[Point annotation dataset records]
* * * * * * *
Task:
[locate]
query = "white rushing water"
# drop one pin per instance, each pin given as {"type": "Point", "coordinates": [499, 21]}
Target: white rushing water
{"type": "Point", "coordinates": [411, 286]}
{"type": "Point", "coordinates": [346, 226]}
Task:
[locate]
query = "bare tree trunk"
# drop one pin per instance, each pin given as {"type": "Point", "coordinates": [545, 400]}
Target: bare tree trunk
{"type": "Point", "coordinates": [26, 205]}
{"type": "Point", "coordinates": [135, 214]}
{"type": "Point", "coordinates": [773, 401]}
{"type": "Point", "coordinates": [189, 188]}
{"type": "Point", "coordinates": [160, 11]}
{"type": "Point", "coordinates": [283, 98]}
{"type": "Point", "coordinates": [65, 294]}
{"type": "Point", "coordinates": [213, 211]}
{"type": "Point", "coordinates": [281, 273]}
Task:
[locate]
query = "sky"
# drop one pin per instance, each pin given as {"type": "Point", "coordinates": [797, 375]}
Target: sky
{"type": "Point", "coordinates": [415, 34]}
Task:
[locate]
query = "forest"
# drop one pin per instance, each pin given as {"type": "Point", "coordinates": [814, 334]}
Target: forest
* * * * * * *
**WRITTEN REQUEST**
Write out every entry again, keeping each line exactly the same.

**EXERCISE SOLUTION**
Task:
[locate]
query = "white rushing water"
# drop one pin per instance, each pin given as {"type": "Point", "coordinates": [499, 21]}
Target: white rushing water
{"type": "Point", "coordinates": [411, 286]}
{"type": "Point", "coordinates": [346, 226]}
Task:
[locate]
query = "bare tree trunk"
# drop one pin per instance, each pin given as {"type": "Point", "coordinates": [545, 400]}
Target: bare tree trunk
{"type": "Point", "coordinates": [26, 205]}
{"type": "Point", "coordinates": [135, 214]}
{"type": "Point", "coordinates": [773, 401]}
{"type": "Point", "coordinates": [189, 188]}
{"type": "Point", "coordinates": [160, 11]}
{"type": "Point", "coordinates": [283, 98]}
{"type": "Point", "coordinates": [65, 294]}
{"type": "Point", "coordinates": [213, 211]}
{"type": "Point", "coordinates": [281, 273]}
Task:
[locate]
query = "sky"
# drop one pin per instance, each pin given as {"type": "Point", "coordinates": [797, 375]}
Target: sky
{"type": "Point", "coordinates": [415, 34]}
Task:
[locate]
query = "forest"
# drop one pin per instance, each pin given as {"type": "Point", "coordinates": [814, 334]}
Target: forest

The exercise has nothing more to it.